(Labeled-object pointing entries)
---------------

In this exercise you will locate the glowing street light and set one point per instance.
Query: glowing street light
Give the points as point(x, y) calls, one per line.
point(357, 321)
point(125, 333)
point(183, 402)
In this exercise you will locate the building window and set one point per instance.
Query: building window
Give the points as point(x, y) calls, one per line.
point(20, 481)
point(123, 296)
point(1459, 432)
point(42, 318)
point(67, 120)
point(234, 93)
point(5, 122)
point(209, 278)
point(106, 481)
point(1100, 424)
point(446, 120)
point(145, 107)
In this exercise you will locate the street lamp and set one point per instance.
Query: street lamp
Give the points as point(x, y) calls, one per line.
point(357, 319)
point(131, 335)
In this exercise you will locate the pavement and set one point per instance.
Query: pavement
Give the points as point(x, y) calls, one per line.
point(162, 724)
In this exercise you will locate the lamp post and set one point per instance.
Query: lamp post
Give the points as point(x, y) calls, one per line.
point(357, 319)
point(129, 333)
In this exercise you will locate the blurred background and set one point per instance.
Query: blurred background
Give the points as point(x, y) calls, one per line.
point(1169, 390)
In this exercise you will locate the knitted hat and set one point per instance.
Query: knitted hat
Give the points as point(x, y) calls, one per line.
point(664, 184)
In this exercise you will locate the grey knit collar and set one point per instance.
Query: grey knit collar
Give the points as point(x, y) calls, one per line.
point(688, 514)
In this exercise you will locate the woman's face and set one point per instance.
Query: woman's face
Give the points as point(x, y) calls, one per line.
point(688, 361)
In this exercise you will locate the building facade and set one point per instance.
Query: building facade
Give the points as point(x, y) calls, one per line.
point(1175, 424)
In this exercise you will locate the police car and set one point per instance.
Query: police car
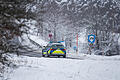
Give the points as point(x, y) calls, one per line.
point(54, 49)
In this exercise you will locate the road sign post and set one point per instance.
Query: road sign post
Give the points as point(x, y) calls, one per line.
point(50, 35)
point(91, 41)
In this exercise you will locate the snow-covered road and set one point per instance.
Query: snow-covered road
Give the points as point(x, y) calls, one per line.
point(89, 68)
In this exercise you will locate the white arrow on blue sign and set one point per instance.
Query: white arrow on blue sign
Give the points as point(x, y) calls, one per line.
point(91, 38)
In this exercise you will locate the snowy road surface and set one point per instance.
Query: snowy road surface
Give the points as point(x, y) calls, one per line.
point(88, 68)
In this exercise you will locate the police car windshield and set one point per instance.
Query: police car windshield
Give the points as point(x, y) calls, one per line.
point(57, 46)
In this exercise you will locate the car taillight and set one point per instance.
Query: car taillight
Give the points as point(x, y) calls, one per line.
point(63, 49)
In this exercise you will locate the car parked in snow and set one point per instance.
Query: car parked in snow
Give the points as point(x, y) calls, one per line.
point(54, 49)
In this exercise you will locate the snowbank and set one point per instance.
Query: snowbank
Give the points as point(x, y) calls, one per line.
point(32, 68)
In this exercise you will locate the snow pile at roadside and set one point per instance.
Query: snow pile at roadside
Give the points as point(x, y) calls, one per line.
point(32, 68)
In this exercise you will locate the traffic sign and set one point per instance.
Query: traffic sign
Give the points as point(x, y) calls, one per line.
point(91, 38)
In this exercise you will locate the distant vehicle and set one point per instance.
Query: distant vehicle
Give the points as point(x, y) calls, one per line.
point(54, 49)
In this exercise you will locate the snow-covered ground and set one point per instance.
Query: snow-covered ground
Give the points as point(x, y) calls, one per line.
point(85, 68)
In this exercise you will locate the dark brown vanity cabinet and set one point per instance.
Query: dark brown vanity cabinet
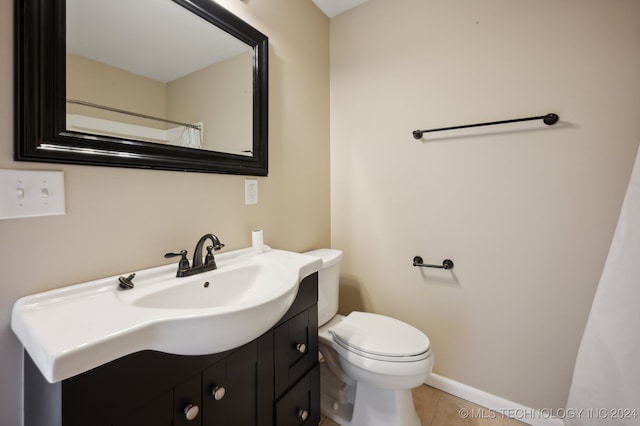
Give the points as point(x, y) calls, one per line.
point(273, 380)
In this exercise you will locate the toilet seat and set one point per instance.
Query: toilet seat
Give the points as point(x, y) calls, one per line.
point(381, 338)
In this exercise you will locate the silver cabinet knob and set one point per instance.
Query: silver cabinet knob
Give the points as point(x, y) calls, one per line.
point(191, 411)
point(218, 392)
point(303, 414)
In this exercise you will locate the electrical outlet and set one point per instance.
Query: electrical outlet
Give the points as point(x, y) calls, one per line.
point(250, 191)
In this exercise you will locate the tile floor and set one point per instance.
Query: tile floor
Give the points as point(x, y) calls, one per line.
point(437, 408)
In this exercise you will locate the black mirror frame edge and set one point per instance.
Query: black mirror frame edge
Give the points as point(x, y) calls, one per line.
point(40, 92)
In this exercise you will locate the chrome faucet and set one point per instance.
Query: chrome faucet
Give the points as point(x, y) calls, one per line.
point(197, 266)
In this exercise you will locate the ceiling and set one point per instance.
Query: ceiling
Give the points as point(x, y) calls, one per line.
point(333, 8)
point(159, 40)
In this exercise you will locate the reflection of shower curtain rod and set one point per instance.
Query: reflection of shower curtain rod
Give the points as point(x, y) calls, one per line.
point(135, 114)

---------------

■ Objective
Substitute "mark one point per instance" for "set one point per instance" everywhere in the data, and reproduce every other line unchanged. Omit the images from the output.

■ Complete answer
In this exercise you will locate the glowing street light and mark one point per instance.
Query: glowing street light
Give the points as point(x, y) calls, one per line.
point(357, 321)
point(125, 333)
point(183, 402)
In this exercise you will locate the building window and mark one point per instance.
Query: building window
Give the points as point(x, y) calls, one per line.
point(20, 481)
point(123, 296)
point(1459, 432)
point(42, 318)
point(67, 120)
point(234, 93)
point(5, 122)
point(209, 278)
point(106, 481)
point(1100, 424)
point(446, 120)
point(145, 107)
In this exercise you will locate the street lamp and mark one point per instance.
Query: street lamp
Give the points as point(x, y) calls, one per line.
point(357, 319)
point(131, 335)
In this exercise you will locate the pavement and mark one point per instance.
Query: pavement
Give the points as point(x, y) calls, one per line.
point(162, 724)
In this exercise you will locate the lamp post and mark one point per instance.
Query: lamp post
Give the points as point(x, y) calls, one per line.
point(357, 319)
point(129, 333)
In this exercise you will locate the blurred background and mark one point per instance.
Query: blurred background
Give the points as point(x, y) calls, one per line.
point(1169, 390)
In this exercise you will locate the knitted hat and mark one point per instance.
Query: knitted hat
Give the points as point(x, y) calls, one per line.
point(664, 184)
In this exercise you will locate the grey knit collar and mark one point per instance.
Query: grey knit collar
Give the points as point(x, y) calls, one per line.
point(688, 514)
In this exercise you will locate the woman's face and mark one point per instance.
Query: woman's face
Give the points as point(x, y) calls, one per line.
point(688, 361)
In this exercise you will locate the building facade and mark one point per instance.
Query: building facade
Give the points as point(x, y) calls, one per line.
point(1175, 424)
In this exercise you will locate the police car and mark one point per instance.
Query: police car
Give the points as point(x, y) calls, one per line.
point(54, 49)
In this exercise you will locate the road sign post and mark one point per instance.
Query: road sign post
Give the points as point(x, y) calls, one per line.
point(50, 35)
point(91, 41)
In this exercise you will locate the snow-covered road and mark one point per instance.
Query: snow-covered road
Give the points as point(x, y) calls, one per line.
point(89, 68)
In this exercise you will locate the white arrow on blue sign and mark one point per instance.
Query: white arrow on blue sign
Give the points as point(x, y) calls, one per line.
point(91, 38)
In this exercise you will locate the snowy road surface and mark one point per instance.
Query: snowy road surface
Give the points as point(x, y) calls, one per line.
point(88, 68)
In this exercise you will locate the police car windshield and mark one point per instance.
Query: police car windshield
Give the points as point(x, y) calls, one per line.
point(57, 46)
In this exercise you will locate the car taillight and mark one point per instance.
Query: car taillight
Give the points as point(x, y) calls, one per line.
point(63, 49)
In this exercise you will locate the car parked in snow and mark one point per instance.
Query: car parked in snow
Give the points as point(x, y) calls, one per line.
point(54, 49)
In this exercise you will locate the snowbank and mark one point per instance.
Query: snowbank
Give the points as point(x, y) calls, one per line.
point(32, 68)
In this exercise you will locate the snow pile at roadside and mark one point per instance.
Query: snow pile at roadside
Give the points as point(x, y) calls, one per line.
point(32, 68)
In this exercise you will locate the traffic sign and mark one point per instance.
Query: traffic sign
Give the points as point(x, y) calls, one per line.
point(91, 38)
In this exercise you will locate the distant vehicle and mark one point per instance.
Query: distant vehicle
Give the points as point(x, y) calls, one per line.
point(54, 49)
In this exercise you will locate the snow-covered ground and mark one point per instance.
Query: snow-covered ground
Give the points as point(x, y) calls, one per line.
point(85, 68)
In this exercise you will locate the dark brown vanity cabinet and mark one point per instance.
Query: dark brown vanity cabinet
Give the points as point(x, y) calls, one per line.
point(273, 380)
In this exercise you will locate the toilet seat and mark one point per instance.
Query: toilet seat
Give the points as point(x, y) calls, one per line.
point(381, 338)
In this exercise you will locate the silver cabinet knob and mark one point per instance.
Query: silver cabinet knob
Give the points as point(x, y) calls, one per line.
point(191, 411)
point(218, 392)
point(303, 414)
In this exercise you will locate the electrical outlet and mark one point per instance.
Query: electrical outlet
Give the points as point(x, y) calls, one per line.
point(250, 191)
In this exercise you will locate the tile floor and mark one point per instance.
Query: tile floor
Give the points as point(x, y) calls, one per line.
point(437, 408)
In this exercise you will locate the black mirror frame edge and mark one point per instance.
Query: black mirror frame edge
Give the points as point(x, y) calls, one per line.
point(40, 92)
In this exercise you will locate the chrome faucet and mark one point per instance.
Query: chrome faucet
Give the points as point(x, y) calls, one per line.
point(197, 266)
In this exercise you will locate the ceiling and mark one point per instance.
Query: ceiling
Give the points as point(x, y) calls, one per line.
point(333, 8)
point(159, 40)
In this exercise you will locate the reflection of shower curtain rod and mark one point per instance.
Query: reflection of shower curtain rod
Give the points as point(x, y) calls, one per line.
point(135, 114)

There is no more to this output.